● Document section
══════════════════════════════

Talents, where are you?

Events industry optimistic about 2022 recovery but talent shortage remains a challenge, according to sentiments at UFI Connects.

UFI's Kai Hattendorf and Monica Lee-Müller discussed industry findings at UFI Connects, together with AIPC and ICCA.
UFI's Kai Hattendorf and Monica Lee-Müller discussed industry findings at UFI Connects, together with AIPC and ICCA. Photo Credit: UFI

The events industry is set to bounce back this year, with delegates keen to meet face-to-face once again, but the industry is facing a staffing crisis that could impact the quality of events.

These findings were highlighted during the UFI Connects session hosted on 16 February, where UFI, AIPC and ICCA discussed the event industry’s path to recovery and highlighted what to expect for "2022 normal".

Kai Hattendorf, CEO at UFI, the Global Association of the Exhibition Industry, said the industry is getting back to business, with expected levels of exhibitions to be around 71% of figures seen in 2019, pre-pandemic.

Hattendorf highlighted how the pandemic had helped shift perceptions of the event industry, to the point that it is now seen as an important contributor to the economy.

He said, “The fact that we are able to break through to policymakers and have them understand that business events are not a subsection of tourism, but important in their own right, is a big game-changer.”

Sven Bossu, chief executive officer at AIPC, the International Association of Convention Centres, echoed these sentiments. “We are seeing some countries like China and Japan with continued restrictions, but that will change at a given moment,” he said. “The value of our industry is not only understood by organisers and participants, but also by local authorities and governments.”

Attendees at the session had the chance to participate in three polls, to highlight what issues they felt will stay the same, what will change and which areas remain uncertain.

Hybrid meetings, enhanced safety measures, reduced attendance and flexible working are expected to remain in place. Talent emerged as one area that is experiencing change, alongside a greater focus on strategic partnerships, digital integration with live events and an emphasis on enhanced content.

There was uncertainty over the ability to attract and retain staff, alongside expected concerns over potential new Covid-19 variants. Monica Lee-Müller, UFI president for 2021/2022 and managing director of Hong Kong Convention and Exhibition Centre (Management) Limited (HML) said the industry has to make efforts to build its own narrative and attract talent.

“Many younger people have left and switched to careers in digital marketing or the medical field,” she said. “They had been patient during the pandemic but understandably were fed up of waiting for the return of events.

"We may very well have staffing gaps as events return and have difficulties dealing with demand. Even though strict restrictions remain in place [in Hong Kong], we are hiring and carrying out training, because it takes time and knowledge to deliver quality events.”

Lee-Müller said collaboration was key to help the industry recover and share best practices.

══════════════════════════════

● Work to complete
Give again the part of the article on the events industry's 2022 recovery, word for word, from "There was uncertainty" down to "return of events.".

● Given information
══════════════════════════════

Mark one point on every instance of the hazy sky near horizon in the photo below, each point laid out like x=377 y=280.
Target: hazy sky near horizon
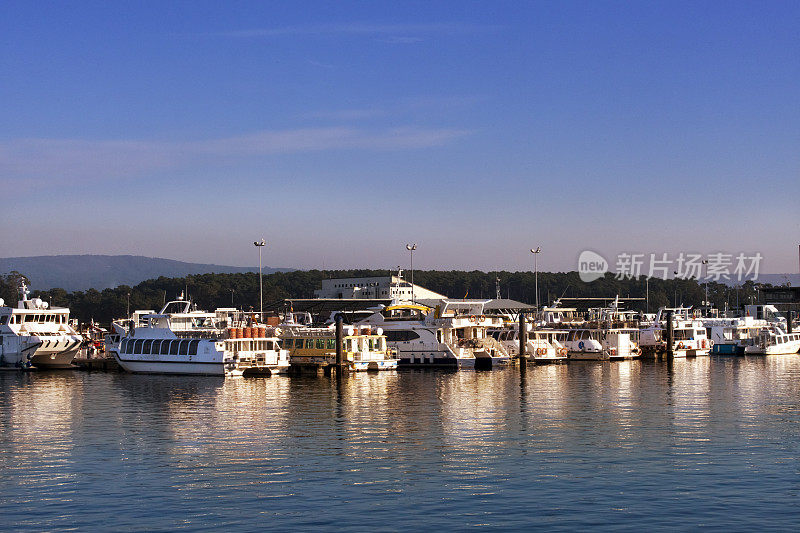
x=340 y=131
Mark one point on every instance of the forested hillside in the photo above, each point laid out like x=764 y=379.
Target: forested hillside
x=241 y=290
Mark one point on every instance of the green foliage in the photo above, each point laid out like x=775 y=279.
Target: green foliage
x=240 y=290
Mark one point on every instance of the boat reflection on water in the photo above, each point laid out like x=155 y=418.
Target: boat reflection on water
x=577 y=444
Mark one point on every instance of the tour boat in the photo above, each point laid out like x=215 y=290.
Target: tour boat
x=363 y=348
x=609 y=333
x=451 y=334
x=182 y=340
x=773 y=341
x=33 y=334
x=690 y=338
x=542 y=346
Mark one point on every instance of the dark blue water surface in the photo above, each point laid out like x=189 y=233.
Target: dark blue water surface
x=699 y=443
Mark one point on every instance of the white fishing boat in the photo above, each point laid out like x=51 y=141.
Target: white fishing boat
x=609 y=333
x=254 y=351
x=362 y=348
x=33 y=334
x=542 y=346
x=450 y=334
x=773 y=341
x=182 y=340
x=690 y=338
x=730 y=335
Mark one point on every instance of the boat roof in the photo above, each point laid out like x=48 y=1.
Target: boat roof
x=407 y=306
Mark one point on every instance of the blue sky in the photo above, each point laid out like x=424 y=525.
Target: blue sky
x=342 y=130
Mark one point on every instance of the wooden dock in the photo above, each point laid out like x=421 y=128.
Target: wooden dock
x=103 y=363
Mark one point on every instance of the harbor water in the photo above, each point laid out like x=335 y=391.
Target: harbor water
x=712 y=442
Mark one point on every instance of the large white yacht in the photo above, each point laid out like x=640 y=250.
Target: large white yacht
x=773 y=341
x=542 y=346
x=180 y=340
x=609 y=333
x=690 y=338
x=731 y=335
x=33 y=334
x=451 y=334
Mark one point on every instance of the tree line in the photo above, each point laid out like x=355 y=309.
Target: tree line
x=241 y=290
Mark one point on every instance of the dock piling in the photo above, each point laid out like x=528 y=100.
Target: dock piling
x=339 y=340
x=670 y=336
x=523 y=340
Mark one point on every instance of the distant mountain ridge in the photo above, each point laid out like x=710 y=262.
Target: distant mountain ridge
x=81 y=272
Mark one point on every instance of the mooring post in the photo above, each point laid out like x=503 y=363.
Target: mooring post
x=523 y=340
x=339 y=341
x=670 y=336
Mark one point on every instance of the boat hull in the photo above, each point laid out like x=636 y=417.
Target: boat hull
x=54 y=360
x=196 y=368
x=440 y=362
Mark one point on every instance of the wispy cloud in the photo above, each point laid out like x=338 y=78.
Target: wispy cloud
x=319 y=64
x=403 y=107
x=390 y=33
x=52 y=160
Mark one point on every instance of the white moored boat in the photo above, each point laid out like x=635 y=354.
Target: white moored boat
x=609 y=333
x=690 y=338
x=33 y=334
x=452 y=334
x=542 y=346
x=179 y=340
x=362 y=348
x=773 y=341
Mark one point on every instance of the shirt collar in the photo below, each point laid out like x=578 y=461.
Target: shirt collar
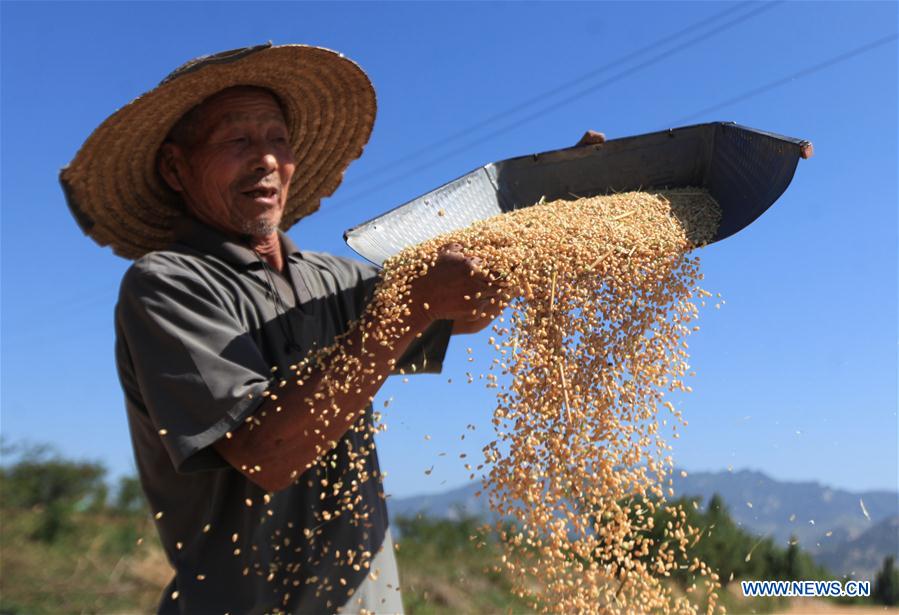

══════════════════════════════

● Written solution
There was uncertainty over the ability to attract and retain staff, alongside expected concerns over potential new Covid-19 variants. Monica Lee-Müller, UFI president for 2021/2022 and managing director of Hong Kong Convention and Exhibition Centre (Management) Limited (HML) said the industry has to make efforts to build its own narrative and attract talent.

“Many younger people have left and switched to careers in digital marketing or the medical field,” she said. “They had been patient during the pandemic but understandably were fed up of waiting for the return of events.